"""

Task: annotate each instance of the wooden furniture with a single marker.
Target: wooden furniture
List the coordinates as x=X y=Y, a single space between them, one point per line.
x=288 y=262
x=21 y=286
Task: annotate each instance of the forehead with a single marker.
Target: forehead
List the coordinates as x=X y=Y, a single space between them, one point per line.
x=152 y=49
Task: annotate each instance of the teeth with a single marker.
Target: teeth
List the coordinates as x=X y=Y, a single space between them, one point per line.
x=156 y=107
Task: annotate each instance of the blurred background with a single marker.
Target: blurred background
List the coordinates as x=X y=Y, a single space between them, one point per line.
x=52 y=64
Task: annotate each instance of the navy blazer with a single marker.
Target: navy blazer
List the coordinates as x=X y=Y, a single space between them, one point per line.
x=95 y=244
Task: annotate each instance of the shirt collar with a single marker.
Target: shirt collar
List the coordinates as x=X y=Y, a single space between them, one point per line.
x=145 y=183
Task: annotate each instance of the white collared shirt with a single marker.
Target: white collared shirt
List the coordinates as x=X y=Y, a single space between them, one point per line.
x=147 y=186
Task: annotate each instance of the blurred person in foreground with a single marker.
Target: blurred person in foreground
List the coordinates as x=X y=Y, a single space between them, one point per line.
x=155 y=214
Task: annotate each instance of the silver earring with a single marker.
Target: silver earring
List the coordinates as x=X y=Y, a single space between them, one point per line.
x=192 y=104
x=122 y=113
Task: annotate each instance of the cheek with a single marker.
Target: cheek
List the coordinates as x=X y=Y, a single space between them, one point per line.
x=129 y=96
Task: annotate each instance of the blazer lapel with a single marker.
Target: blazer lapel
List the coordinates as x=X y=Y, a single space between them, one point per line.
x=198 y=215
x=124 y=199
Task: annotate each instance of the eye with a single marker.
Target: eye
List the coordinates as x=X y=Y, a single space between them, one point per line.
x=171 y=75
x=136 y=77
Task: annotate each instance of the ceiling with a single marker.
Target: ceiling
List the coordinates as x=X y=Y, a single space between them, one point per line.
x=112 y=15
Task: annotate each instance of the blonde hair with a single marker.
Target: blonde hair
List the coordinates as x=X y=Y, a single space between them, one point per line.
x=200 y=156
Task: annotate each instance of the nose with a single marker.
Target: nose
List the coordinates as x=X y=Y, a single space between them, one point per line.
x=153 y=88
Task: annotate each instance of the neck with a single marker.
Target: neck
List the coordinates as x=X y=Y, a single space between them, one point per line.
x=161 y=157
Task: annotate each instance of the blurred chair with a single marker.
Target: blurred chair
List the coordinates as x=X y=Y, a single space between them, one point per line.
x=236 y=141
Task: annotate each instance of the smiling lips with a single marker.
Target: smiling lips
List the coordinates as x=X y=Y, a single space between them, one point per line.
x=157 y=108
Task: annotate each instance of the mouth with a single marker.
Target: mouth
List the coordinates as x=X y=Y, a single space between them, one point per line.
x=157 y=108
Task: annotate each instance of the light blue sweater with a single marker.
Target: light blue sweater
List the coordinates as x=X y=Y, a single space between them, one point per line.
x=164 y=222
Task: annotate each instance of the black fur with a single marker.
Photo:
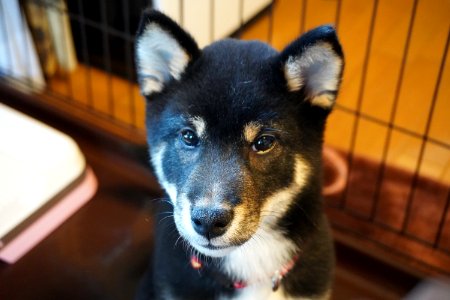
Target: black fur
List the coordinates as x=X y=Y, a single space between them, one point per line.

"""

Copy all of the records above verbatim, omitting the pictures.

*Final result*.
Task: annotate each instance of the wooden furniture with a single marker.
Target: wooden furniture
List the coordinates as x=X y=Y, a single space between them, one point per line.
x=288 y=262
x=21 y=286
Task: annotate each instance of the forehead with a single marker.
Target: forehead
List the coordinates as x=X y=Y, a single space between them, one point per line.
x=152 y=49
Task: annotate each instance of the teeth with a single marker.
Target: teeth
List the coordinates as x=X y=Y, a single space between them, one point per line.
x=156 y=107
Task: annotate each instance of the blurred background with a single marker.
Target: blurred background
List the coordinates as x=X y=Y, a single space between them, one point per line.
x=52 y=64
Task: annotate each instance of the navy blazer with a single marker.
Target: navy blazer
List the coordinates as x=X y=Y, a single space between them, one point per line.
x=95 y=244
Task: annotate each instance of the shirt collar with a single marker.
Target: shirt collar
List the coordinates as x=X y=Y, a single space between them, one point per line.
x=145 y=183
Task: annotate each instance of the white collared shirt with a single marker.
Target: white collared shirt
List the coordinates as x=X y=Y, a single space between them, one point per line.
x=147 y=186
Task: annotate each instance of the blurred person in foreground with a single marker.
Target: blurred person in foreground
List the coordinates as x=X y=Y, a single space between them, one point per line.
x=155 y=214
Task: annotate each instance of the silver earring with a single marker.
Target: silver earring
List the coordinates as x=X y=Y, a single space between them, one point per line.
x=192 y=104
x=122 y=113
Task: annotate each instance of the cheek with a single marker.
Target: cheek
List the coordinates as x=X y=Y, a single space between them, one point per line.
x=129 y=96
Task: annotate each instance of the blazer lapel with a single marker.
Target: blazer lapel
List the coordinates as x=X y=Y, a single space between them, one point per line.
x=198 y=215
x=124 y=199
Task: annotate each instance of the eye with a single marker.
Target: eye
List the coordinates as x=X y=Y, a single space between them, one point per line.
x=171 y=75
x=136 y=77
Task: annotate each instance of the ceiling with a single marker.
Target: ceiling
List the coordinates as x=X y=Y, a single space between them, one point per line.
x=112 y=15
Task: annotate each instance of the blonde hair with a single marker.
Target: blonde hair
List the coordinates as x=X y=Y, a single space between them, one point per line.
x=200 y=156
Task: annotate each instance of the nose with a single marker.
Target: nose
List the coordinates as x=X y=Y, a single space between them, one point per line.
x=153 y=88
Task: annotate each instance of the neck with a single marker.
Target: neck
List the coordinates as x=X y=Y, a single space between them, one point per line.
x=161 y=157
Task: annotate each instance of the blurred chair with a single marker.
Target: blurred chair
List the coordinates as x=X y=Y, a single space between them, one point per line.
x=236 y=141
Task: annotate each instance of the smiling lips with a single marker.
Target: smiling lips
List the coordinates as x=X y=Y, a single space between them, one point per line.
x=157 y=108
Task: annotate each instance of the mouth with a single marker.
Target: mouth
List the coordinates as x=X y=Y, a single space between them, one point per line.
x=157 y=108
Task: annotate each instance of the light blue sweater with a single marker.
Target: light blue sweater
List the coordinates as x=X y=Y, a single space between them, one point per line.
x=164 y=222
Task: annotate each instance of the black fur with a single marker.
Photo:
Target: black fur
List the coordinates as x=X y=Y, a single space between them, one point per line.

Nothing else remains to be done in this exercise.